◆ 练习目标: 把下面所有的行转换成JSON字符串列表，每行对应一个字符串，空行不计。图片不要放进结果里。

◆ 数据行:
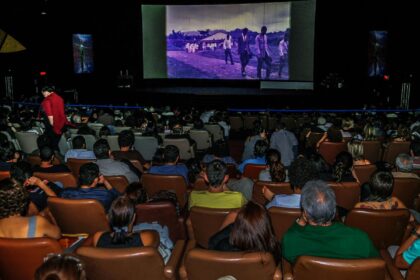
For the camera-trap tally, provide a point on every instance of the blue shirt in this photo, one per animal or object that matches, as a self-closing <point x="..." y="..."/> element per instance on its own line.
<point x="104" y="196"/>
<point x="178" y="169"/>
<point x="285" y="200"/>
<point x="260" y="160"/>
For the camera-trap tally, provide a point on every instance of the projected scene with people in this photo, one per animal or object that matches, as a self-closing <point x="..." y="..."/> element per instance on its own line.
<point x="246" y="41"/>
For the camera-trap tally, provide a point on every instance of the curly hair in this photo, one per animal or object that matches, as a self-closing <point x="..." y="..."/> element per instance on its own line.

◆ 任务结果:
[
  "For the camera-trap tally, provide a point on every instance of the blue shirt in this photo, one per animal or object that matches, as a self-closing <point x=\"...\" y=\"...\"/> element per instance on its own line.",
  "<point x=\"104\" y=\"196\"/>",
  "<point x=\"178\" y=\"169\"/>",
  "<point x=\"285\" y=\"200\"/>",
  "<point x=\"260\" y=\"160\"/>",
  "For the camera-trap tally, provide a point on every instance of the projected scene with people in this photo, one per animal or object that matches, as a self-closing <point x=\"...\" y=\"...\"/> element per instance on its own line.",
  "<point x=\"246\" y=\"41\"/>",
  "For the camera-trap tally, provide a point on every instance of the curly hair in this photo, one per animal or object that matches, as a self-closing <point x=\"...\" y=\"...\"/> element per instance on its own line."
]